- **Given request**: Starting at the line that contains "Expected: for every instance of the adidas", print every remaining line of the entries, unchanged, and output nothing more.

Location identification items

►

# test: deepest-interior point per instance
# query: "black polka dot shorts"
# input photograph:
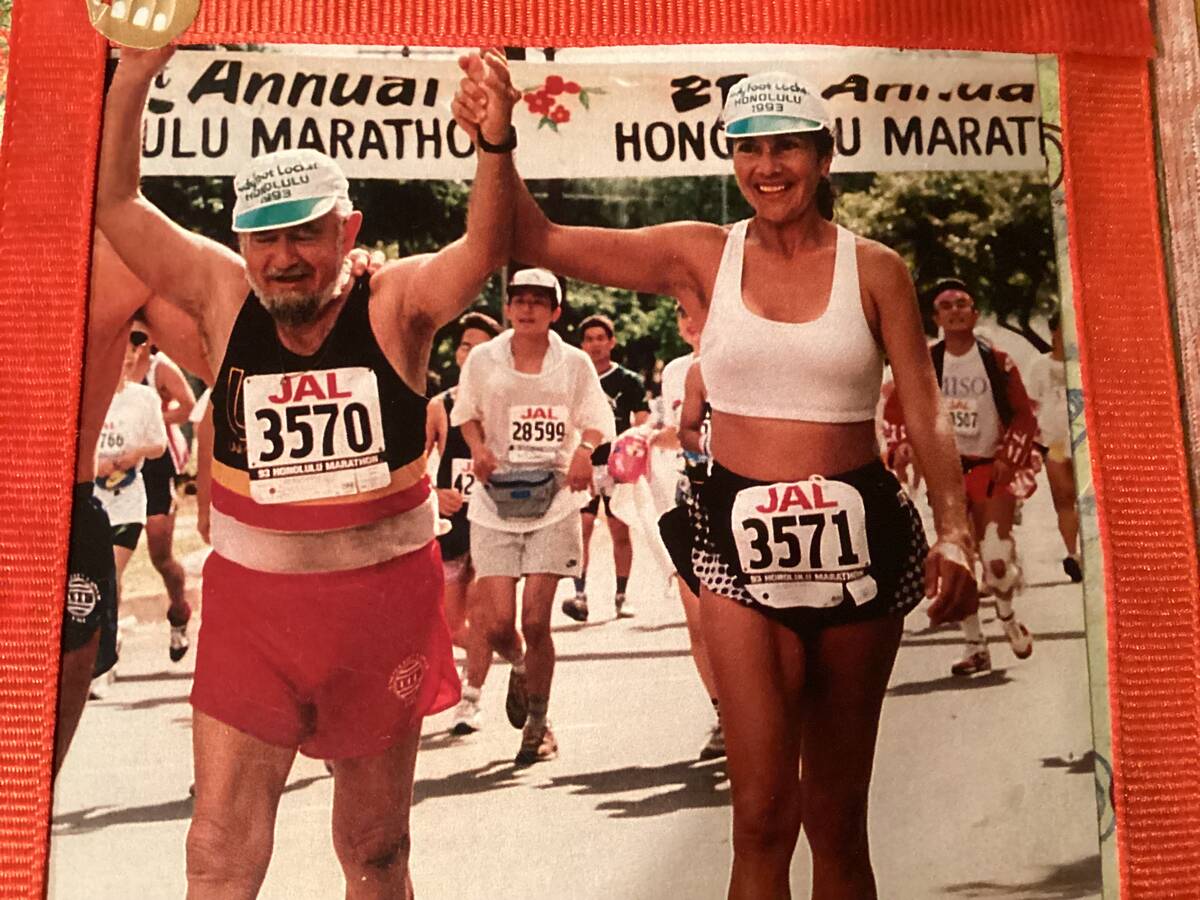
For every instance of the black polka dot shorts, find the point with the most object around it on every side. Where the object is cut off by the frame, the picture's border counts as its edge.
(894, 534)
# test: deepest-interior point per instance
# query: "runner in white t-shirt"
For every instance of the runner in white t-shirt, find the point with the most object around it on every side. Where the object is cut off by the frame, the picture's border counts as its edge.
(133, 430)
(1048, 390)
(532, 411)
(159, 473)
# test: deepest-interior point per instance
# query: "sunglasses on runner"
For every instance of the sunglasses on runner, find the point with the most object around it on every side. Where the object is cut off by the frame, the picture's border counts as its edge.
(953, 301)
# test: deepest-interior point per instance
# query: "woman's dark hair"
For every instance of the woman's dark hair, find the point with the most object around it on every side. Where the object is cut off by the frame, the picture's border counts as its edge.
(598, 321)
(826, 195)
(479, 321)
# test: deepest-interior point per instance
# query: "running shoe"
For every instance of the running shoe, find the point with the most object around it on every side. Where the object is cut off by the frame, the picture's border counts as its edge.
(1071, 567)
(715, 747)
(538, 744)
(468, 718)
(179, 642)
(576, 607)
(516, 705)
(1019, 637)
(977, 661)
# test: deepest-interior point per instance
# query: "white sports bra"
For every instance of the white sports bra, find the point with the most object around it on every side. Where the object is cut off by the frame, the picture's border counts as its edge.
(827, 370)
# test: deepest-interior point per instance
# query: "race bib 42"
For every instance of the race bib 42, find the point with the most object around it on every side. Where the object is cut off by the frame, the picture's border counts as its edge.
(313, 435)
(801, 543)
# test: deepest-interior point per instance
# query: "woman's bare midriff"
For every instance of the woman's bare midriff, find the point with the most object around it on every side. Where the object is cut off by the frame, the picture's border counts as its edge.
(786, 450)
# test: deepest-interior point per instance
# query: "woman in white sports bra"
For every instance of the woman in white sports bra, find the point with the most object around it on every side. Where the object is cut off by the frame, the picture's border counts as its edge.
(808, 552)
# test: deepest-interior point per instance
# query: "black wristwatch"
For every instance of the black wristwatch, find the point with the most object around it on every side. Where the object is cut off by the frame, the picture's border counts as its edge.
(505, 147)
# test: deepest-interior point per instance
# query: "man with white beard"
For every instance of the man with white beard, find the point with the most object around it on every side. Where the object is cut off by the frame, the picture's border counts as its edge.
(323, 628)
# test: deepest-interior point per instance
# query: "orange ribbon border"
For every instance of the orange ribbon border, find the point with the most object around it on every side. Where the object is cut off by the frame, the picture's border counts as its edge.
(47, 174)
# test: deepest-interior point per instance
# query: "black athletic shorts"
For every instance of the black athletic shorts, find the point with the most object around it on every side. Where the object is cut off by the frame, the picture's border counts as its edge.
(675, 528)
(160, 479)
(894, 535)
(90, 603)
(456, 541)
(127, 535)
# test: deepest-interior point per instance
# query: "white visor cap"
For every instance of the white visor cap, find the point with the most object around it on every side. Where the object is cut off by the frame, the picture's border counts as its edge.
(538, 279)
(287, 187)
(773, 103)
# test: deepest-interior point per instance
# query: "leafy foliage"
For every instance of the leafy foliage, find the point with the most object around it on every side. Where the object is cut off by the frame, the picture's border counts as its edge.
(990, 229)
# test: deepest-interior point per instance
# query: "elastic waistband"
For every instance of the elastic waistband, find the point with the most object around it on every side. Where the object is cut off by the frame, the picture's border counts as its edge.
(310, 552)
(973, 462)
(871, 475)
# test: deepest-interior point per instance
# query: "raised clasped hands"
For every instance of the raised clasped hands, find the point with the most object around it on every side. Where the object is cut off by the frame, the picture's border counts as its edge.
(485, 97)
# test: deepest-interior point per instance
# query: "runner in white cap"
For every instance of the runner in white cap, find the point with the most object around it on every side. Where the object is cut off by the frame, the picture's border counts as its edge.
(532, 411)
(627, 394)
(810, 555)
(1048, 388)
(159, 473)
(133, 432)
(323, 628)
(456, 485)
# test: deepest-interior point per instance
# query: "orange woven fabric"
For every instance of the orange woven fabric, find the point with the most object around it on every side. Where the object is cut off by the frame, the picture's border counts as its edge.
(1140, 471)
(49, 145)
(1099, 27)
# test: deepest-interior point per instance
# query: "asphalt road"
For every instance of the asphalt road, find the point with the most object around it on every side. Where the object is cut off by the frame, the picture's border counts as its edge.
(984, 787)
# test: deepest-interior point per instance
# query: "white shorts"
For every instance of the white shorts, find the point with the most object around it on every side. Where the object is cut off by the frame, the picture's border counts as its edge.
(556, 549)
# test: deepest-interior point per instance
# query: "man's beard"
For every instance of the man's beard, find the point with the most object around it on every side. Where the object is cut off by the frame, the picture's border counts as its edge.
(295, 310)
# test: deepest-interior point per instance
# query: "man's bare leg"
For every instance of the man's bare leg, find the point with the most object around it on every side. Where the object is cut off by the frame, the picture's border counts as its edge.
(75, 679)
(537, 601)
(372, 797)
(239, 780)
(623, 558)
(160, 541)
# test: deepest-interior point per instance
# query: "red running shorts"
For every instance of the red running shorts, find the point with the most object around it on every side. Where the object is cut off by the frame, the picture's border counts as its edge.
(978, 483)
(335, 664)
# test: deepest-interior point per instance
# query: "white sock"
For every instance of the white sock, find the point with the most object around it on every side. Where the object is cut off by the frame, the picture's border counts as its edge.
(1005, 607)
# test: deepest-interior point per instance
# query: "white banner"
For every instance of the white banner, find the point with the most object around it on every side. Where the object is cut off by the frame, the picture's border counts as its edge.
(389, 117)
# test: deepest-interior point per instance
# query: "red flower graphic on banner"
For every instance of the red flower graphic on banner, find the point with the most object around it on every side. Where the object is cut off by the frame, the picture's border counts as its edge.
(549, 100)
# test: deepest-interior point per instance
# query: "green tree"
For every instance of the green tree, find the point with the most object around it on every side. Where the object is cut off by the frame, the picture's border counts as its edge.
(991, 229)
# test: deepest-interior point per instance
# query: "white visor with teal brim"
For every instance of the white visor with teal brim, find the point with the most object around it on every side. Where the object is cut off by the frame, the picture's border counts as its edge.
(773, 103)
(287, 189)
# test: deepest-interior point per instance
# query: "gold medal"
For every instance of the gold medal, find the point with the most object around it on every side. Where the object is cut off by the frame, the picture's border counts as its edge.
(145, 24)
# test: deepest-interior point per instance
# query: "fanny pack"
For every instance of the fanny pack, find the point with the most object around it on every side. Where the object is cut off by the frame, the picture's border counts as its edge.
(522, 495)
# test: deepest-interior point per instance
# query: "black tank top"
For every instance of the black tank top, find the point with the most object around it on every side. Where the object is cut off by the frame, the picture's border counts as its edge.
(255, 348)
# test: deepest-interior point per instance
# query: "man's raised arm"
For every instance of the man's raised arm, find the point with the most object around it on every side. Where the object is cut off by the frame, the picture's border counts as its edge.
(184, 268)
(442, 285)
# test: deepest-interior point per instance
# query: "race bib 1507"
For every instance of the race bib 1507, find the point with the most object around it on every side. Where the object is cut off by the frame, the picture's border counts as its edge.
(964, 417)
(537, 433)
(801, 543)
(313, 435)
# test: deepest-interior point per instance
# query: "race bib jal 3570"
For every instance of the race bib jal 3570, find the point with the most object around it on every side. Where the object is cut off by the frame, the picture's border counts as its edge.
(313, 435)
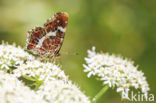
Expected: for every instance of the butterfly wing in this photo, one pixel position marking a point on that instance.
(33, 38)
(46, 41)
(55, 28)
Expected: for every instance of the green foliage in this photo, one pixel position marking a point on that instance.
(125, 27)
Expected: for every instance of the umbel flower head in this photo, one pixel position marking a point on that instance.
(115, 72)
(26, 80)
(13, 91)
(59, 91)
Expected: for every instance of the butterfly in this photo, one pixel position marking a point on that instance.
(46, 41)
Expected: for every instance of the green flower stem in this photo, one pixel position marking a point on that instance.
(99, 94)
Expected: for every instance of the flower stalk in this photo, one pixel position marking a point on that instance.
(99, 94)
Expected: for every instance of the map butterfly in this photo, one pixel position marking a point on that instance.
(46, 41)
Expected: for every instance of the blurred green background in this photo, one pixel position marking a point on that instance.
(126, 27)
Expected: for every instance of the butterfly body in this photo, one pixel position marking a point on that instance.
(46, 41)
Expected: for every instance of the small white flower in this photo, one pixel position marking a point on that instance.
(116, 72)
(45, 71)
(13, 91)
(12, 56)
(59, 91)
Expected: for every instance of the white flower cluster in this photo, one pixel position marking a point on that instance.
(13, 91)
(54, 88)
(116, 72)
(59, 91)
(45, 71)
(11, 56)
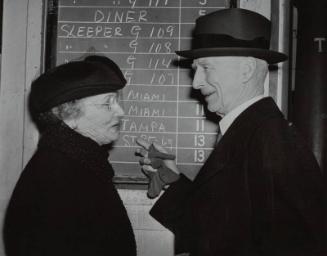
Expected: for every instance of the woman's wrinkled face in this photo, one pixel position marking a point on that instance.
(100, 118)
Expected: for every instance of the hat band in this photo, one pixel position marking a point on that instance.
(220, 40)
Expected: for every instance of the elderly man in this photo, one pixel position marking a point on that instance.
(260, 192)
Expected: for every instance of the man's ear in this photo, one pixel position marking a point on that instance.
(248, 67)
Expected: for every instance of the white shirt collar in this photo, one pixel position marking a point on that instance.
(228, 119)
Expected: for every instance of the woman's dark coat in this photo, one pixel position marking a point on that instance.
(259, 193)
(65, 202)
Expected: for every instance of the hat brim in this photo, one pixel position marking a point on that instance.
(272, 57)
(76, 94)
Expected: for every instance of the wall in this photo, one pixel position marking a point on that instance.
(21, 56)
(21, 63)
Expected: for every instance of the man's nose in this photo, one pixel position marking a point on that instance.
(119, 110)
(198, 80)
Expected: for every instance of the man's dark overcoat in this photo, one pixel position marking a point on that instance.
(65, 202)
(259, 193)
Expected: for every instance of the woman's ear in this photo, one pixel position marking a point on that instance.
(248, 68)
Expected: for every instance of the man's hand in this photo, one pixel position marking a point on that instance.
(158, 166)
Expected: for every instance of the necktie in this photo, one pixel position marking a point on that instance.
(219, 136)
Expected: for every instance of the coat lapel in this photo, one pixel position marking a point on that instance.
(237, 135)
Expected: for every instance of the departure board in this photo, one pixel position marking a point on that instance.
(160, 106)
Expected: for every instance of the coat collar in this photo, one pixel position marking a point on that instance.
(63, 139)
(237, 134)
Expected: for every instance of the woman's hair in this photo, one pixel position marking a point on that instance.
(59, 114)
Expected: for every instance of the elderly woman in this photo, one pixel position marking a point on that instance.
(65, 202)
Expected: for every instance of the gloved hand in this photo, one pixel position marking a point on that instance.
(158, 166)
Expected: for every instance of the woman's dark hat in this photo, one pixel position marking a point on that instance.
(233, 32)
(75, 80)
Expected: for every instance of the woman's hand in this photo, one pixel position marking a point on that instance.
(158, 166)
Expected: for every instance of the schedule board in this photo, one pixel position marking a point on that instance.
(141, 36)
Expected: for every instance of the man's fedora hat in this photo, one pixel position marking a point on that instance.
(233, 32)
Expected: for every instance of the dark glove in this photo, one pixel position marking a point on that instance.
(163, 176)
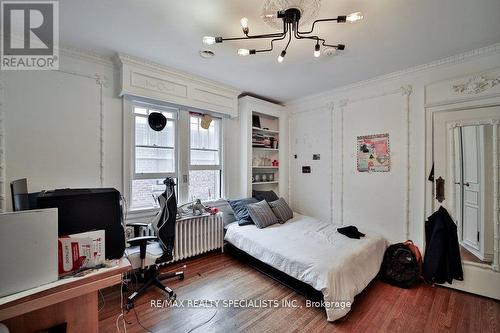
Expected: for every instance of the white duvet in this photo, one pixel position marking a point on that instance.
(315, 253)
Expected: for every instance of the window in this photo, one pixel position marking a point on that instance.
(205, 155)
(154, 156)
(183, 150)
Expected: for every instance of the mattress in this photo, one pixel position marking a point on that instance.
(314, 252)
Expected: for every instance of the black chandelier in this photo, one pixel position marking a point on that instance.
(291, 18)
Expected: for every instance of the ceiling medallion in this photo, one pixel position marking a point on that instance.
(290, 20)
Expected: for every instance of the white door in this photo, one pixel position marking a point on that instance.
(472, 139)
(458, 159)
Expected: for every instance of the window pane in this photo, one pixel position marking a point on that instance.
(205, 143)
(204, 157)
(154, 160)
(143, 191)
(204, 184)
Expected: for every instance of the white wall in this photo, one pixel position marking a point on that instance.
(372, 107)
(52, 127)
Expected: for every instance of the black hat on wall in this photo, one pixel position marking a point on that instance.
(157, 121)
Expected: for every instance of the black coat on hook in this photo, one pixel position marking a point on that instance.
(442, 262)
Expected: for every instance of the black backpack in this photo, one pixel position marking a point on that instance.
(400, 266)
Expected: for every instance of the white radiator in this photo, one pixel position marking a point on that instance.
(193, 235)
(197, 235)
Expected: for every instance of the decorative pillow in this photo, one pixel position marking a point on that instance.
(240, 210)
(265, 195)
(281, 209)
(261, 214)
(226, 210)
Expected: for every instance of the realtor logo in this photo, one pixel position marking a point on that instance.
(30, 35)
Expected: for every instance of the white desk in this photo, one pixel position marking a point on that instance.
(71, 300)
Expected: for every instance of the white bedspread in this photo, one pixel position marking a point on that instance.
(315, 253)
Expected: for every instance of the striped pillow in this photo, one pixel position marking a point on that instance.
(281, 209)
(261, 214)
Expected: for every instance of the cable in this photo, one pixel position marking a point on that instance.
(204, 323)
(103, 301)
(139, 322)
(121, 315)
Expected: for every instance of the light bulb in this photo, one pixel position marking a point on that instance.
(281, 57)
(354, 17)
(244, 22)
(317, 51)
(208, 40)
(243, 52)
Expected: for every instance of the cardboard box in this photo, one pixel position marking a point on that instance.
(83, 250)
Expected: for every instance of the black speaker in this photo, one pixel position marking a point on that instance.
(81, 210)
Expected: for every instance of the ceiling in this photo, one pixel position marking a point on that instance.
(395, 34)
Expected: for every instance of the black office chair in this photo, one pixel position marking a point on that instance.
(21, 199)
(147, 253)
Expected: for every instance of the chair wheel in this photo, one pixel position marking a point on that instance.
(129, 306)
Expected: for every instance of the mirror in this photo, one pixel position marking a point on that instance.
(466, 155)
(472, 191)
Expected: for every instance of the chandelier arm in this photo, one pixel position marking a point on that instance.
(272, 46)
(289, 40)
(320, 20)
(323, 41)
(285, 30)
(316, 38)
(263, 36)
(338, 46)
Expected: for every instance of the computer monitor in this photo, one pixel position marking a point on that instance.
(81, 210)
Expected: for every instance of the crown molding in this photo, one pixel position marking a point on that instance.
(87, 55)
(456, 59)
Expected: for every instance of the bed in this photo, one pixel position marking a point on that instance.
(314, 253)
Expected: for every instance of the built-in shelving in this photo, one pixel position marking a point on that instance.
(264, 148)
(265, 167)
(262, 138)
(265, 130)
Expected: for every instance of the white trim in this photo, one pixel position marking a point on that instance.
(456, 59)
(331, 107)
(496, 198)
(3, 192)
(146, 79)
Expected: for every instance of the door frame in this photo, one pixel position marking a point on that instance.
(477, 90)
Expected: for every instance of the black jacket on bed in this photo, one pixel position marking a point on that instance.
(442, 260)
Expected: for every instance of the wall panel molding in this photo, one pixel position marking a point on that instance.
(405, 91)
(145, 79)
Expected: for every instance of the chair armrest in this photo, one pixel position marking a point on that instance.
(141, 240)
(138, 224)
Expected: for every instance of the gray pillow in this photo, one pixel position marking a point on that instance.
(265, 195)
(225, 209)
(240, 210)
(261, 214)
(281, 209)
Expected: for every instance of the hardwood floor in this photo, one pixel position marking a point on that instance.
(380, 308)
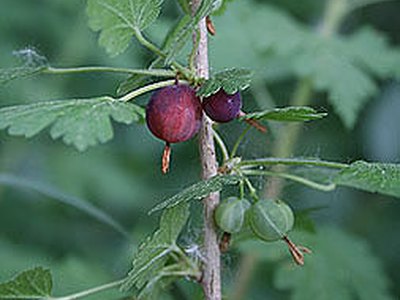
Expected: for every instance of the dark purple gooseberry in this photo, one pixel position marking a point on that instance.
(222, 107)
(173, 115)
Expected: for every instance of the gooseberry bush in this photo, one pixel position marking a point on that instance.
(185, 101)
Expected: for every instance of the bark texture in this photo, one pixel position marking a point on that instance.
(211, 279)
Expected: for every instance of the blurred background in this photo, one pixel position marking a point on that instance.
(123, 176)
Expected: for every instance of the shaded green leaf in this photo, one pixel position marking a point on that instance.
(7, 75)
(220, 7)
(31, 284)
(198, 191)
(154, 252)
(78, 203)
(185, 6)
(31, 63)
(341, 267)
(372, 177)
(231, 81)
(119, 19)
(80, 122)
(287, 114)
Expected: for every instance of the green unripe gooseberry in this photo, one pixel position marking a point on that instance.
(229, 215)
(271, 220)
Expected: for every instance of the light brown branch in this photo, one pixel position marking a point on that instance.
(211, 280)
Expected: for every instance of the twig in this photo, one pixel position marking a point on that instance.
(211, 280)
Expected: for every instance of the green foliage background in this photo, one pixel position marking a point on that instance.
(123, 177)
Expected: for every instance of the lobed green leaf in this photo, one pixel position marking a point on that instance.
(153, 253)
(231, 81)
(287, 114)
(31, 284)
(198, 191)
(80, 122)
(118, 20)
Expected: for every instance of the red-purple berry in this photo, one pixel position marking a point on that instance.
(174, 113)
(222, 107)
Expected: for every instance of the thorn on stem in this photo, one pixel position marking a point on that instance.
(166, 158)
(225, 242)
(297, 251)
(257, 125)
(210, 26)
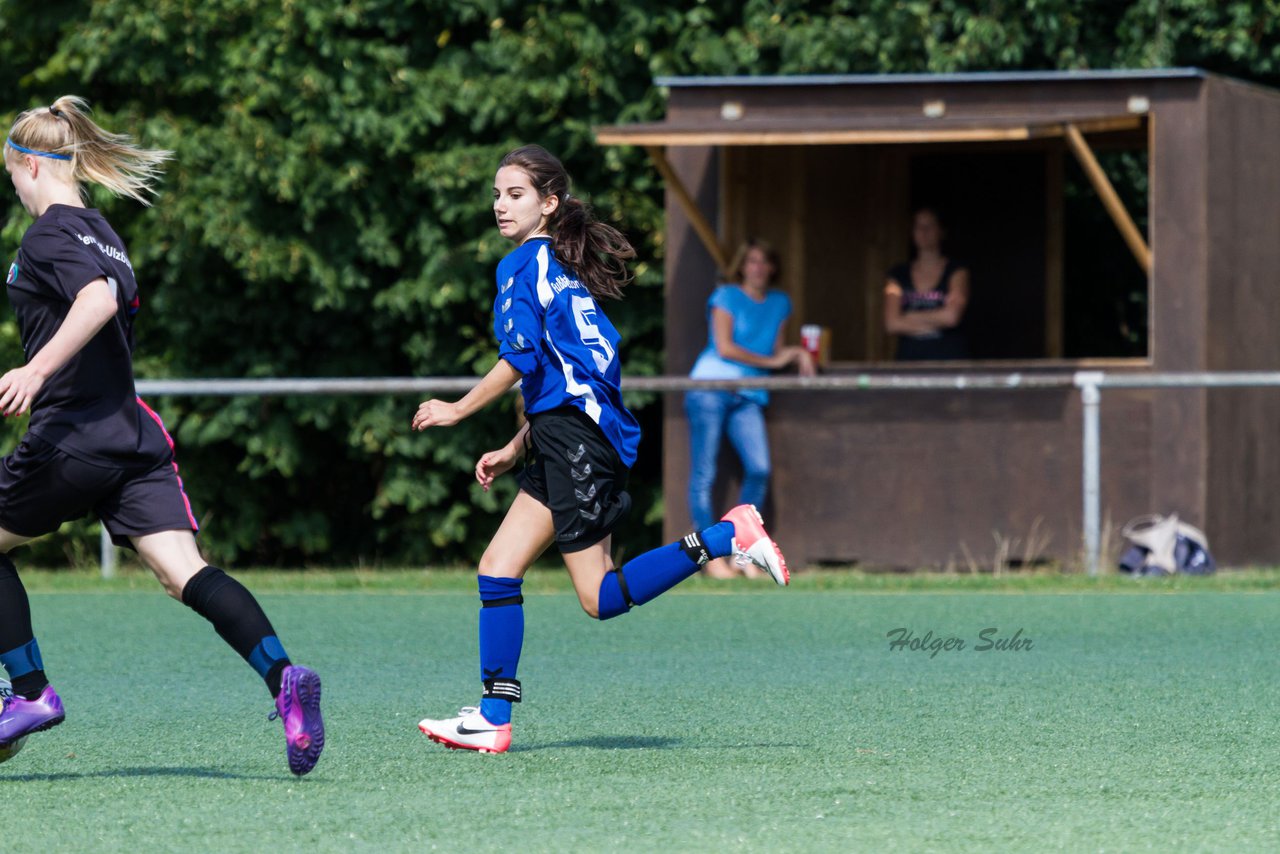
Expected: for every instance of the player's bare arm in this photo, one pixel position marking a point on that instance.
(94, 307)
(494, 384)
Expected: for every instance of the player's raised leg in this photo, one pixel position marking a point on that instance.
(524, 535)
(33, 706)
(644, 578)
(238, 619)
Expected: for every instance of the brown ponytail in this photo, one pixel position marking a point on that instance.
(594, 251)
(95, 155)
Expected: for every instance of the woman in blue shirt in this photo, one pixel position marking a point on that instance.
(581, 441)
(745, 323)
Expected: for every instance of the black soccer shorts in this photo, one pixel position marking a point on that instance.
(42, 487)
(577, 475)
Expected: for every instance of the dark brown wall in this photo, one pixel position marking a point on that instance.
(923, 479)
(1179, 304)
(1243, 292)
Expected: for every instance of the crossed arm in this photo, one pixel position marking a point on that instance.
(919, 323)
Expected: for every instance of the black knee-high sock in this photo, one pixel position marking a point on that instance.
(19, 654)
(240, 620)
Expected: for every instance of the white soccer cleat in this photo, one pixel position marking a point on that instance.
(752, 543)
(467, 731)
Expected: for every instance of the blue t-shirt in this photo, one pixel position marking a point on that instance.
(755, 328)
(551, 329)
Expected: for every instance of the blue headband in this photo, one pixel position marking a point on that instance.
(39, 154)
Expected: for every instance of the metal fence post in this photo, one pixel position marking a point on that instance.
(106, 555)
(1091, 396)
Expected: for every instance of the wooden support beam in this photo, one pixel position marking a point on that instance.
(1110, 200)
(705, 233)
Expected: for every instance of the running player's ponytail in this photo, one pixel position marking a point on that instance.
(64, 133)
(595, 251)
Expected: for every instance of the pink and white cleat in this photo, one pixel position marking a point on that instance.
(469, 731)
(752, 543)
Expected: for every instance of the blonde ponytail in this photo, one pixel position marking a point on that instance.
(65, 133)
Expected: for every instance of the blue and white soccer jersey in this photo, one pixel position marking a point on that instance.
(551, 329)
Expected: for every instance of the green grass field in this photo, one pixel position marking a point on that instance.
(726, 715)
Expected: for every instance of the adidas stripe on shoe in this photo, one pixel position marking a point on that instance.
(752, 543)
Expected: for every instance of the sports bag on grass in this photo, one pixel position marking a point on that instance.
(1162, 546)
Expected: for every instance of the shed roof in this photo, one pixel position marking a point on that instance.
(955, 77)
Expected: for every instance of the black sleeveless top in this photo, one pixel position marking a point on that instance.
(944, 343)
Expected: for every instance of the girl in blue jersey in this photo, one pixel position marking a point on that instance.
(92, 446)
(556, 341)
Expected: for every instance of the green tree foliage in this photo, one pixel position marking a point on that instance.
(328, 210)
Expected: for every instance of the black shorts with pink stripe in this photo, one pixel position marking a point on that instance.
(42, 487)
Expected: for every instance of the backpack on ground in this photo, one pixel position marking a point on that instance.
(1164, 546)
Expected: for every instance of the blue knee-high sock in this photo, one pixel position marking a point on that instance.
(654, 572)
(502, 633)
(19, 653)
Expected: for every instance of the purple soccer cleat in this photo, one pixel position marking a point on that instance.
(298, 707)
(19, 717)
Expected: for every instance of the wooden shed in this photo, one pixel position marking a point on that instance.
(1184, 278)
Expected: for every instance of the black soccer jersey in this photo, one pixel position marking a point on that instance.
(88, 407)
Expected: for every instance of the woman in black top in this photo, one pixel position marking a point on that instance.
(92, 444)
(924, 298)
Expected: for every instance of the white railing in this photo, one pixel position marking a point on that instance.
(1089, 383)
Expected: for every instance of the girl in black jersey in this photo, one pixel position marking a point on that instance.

◄

- **Completed task**:
Expected: for every instance of the adidas stripe on shoe in this photo, one pixel position marking a point on that instance.
(752, 543)
Expected: for every instance of the sports bag on grass in this photo, one pixel position marking a point on that instance.
(1162, 546)
Expected: for every instance of the shed roof in this photo, one pixel position marking a point on that instance.
(955, 77)
Expected: for every instance of the black sleeveless top in this photo, one pixel position marking a point on that instance.
(944, 343)
Expected: for every instance of the girl in blue jersey in this photo, one pixel position marking a point on that instance.
(92, 446)
(556, 341)
Expected: for every instance of the green tree foliage in this photo, one pixel position marking a point on that instance.
(328, 210)
Expected: for every instance of the black shorts with pink stripe in this photo, one pixel position marking a point on that instance.
(42, 487)
Expected: for every instance of the backpack on ground in this photo, one pixel position marking a point on that instance.
(1164, 546)
Expected: for every instance of the blue knee-high sock in this photo, one pixel position marking a point on that instance.
(654, 572)
(502, 633)
(19, 653)
Expected: for every instance of the purple soccer cleat in this photo, one pixel position marking a point on that instance.
(298, 707)
(19, 717)
Expected: for every instance of the wooden shed in this photo, one pixel position marking a point on that instance.
(1184, 278)
Expected: for every instance of the black soccer jersey in this photo, one pixel position marking a point on that instance.
(88, 407)
Expected: for every instance of the woman in black top in this photo, one pixel position marking a point on that instance.
(92, 444)
(924, 298)
Expected: for every instance of the white railing in this photo, one pixel position marking a point on that instance.
(1089, 383)
Expected: for every instance of the girl in black jersey in this photo, one pixel position marking a point on that instance.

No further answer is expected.